Repeat each entry word for word.

*** RECORDS FOR THIS TASK ***

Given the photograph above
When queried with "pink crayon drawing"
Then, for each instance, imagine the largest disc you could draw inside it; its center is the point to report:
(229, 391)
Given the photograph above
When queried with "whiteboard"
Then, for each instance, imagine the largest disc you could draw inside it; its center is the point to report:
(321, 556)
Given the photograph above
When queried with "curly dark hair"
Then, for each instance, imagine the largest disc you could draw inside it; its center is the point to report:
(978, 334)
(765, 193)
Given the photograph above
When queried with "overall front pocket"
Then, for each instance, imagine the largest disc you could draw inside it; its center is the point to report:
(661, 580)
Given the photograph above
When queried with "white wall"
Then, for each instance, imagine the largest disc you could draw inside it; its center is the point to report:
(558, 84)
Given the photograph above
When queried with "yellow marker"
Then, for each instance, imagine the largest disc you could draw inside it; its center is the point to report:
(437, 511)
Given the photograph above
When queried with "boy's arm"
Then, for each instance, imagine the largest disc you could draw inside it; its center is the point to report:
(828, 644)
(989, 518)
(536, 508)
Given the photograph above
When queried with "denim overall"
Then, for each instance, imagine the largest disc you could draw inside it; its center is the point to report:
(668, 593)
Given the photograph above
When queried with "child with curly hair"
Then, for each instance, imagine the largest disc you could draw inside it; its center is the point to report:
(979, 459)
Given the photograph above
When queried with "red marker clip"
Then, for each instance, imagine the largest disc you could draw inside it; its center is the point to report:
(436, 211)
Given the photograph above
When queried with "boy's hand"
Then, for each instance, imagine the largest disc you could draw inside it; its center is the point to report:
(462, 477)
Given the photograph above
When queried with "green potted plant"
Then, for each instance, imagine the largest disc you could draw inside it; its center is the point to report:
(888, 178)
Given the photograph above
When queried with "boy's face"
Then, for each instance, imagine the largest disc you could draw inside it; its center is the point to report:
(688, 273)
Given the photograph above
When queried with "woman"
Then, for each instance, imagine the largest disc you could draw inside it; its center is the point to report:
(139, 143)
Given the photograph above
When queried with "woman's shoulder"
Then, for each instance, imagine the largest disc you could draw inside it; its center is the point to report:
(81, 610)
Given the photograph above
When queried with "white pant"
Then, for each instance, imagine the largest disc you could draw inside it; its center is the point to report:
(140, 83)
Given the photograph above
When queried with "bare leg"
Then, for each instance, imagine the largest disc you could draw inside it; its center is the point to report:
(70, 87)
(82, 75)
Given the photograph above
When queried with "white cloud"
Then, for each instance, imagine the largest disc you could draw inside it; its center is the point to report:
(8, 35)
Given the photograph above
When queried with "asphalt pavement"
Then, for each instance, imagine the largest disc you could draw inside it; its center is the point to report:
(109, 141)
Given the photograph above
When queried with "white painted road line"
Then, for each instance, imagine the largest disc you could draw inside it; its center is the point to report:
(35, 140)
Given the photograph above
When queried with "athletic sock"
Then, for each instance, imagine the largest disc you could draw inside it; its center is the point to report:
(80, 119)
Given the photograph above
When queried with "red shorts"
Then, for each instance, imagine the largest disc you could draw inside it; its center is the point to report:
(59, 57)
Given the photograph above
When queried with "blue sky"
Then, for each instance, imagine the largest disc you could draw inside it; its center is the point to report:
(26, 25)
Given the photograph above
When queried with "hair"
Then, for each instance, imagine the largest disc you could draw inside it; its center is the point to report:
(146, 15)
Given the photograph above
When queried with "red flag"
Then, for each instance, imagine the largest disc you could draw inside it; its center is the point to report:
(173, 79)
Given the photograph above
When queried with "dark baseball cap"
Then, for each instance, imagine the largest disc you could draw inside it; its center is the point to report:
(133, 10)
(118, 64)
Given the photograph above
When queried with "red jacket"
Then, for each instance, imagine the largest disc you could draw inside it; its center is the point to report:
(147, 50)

*** End of RECORDS FOR THIS TASK ***

## PROBLEM SOLUTION
Given the photograph above
When queried with "pink crayon drawing"
Then, for each instance, imagine the largest disc you could draw inside it; its center is the point to report:
(229, 391)
Given the photograph above
When queried with "whiteboard"
Then, for each instance, imagine the largest disc you could draw inside it; its center is the point to report:
(321, 556)
Given the photograph above
When queried with "curly dark hair"
Then, for each instance, imagine the largest disc you could draw inside it; its center is the point to report:
(978, 334)
(765, 193)
Given the photograph above
When queried with "overall front pocket"
Then, for each instance, imagine the largest disc you could draw inside it; its center is the point to report:
(661, 580)
Given the photograph above
When queried with "white wall"
Then, for each instance, imagine the largest disc you could draw inside it; its center is the point to report:
(558, 84)
Given the photograph above
When queried with "yellow marker"
Then, for each instance, imagine the largest disc you could draw inside it; its center is the point to report:
(437, 511)
Given the photograph above
When queried with "boy's arm"
Then, for each instance, imagine the largest disc you could draw inside it; its center is the point to report:
(828, 644)
(989, 518)
(536, 508)
Given the photograph above
When queried with "denim overall"
Then, for each instance, imagine the largest disc you could draw inside it; its center is the point to report:
(668, 593)
Given the photograph above
When queried with "child with curly hair"
Then, for each instance, imagine the largest disc you could draw inside it; its center is the point to report:
(979, 459)
Given the photograph above
When queried with "red marker clip"
Then, for each instance, imagine the largest disc you could draw inside it; its center is the point to report:
(436, 211)
Given the photograph above
When queried with "boy's hand"
Then, for each instance, imagine the largest disc you could draw inside it; its center is the point to report:
(462, 477)
Given the photograph above
When queried with "green potted plant"
Then, for each instance, imagine the largest disc you could draw inside it; its center is the point to report:
(888, 178)
Given the photograph above
When queried with "boy's face"
Then, for each instance, imagine the largest disc you could draw inside it; its center is the point to report:
(688, 273)
Given the photograph above
When queried with "woman"
Then, for each instance, imagine the largest disc you could draw inside it; its center is the point to report:
(139, 143)
Given the photograph above
When queried with "woman's shoulder"
Then, for each instance, imagine the largest disc you could draw inside it; its center is the point to report:
(81, 610)
Given the photograph above
When queried with "white pant"
Then, for each instance, imagine the largest disc you could draw inside it; its center is the point to report:
(140, 83)
Given the photograph above
When queried with "bare leg"
Then, for each instance, imagine the largest disc you could draw inside it; its center is the point to report:
(70, 87)
(82, 75)
Given the photograph above
When queried with "white cloud"
Then, for each instance, imagine the largest disc you could draw inside it; its center is the point to report:
(8, 35)
Given the photograph above
When queried with "asphalt pavement"
Then, for each instance, imagine the largest disc you could draw inside it; its center is the point to report:
(109, 141)
Given the photograph above
When queried with "white painted road line"
Then, for each instance, imagine the largest disc you could draw inside it; its center is the point to report:
(35, 140)
Given the photograph above
When queried with "athletic sock"
Then, for each instance, imagine the largest disc you could draw inside it; its center is the point to report:
(80, 119)
Given the photograph above
When queried with "red shorts"
Then, for each instance, imagine the largest disc you could draw inside it; its center is the point to report:
(59, 57)
Given the photograph above
When queried with "blue sky"
Then, for each instance, imagine the largest disc you could draw inside it; its center is the point to report:
(26, 25)
Given the photograph above
When queried with "hair"
Then, for each instance, imagine the largest disc you could draw inside it; its center is the point to report:
(146, 15)
Given the photograph above
When queried with "red flag"
Then, for each instance, imagine the largest disc you could draw inside it; its center is the point to report:
(173, 79)
Given the photograph above
When queried with "dark baseball cap"
Then, for each instance, imagine the largest disc you could draw inside it; its center is the point to report:
(133, 10)
(118, 64)
Given the photograph above
When queried with "red jacket"
Then, for each instance, imagine the largest disc you could draw inside it; its center is the point to report:
(147, 50)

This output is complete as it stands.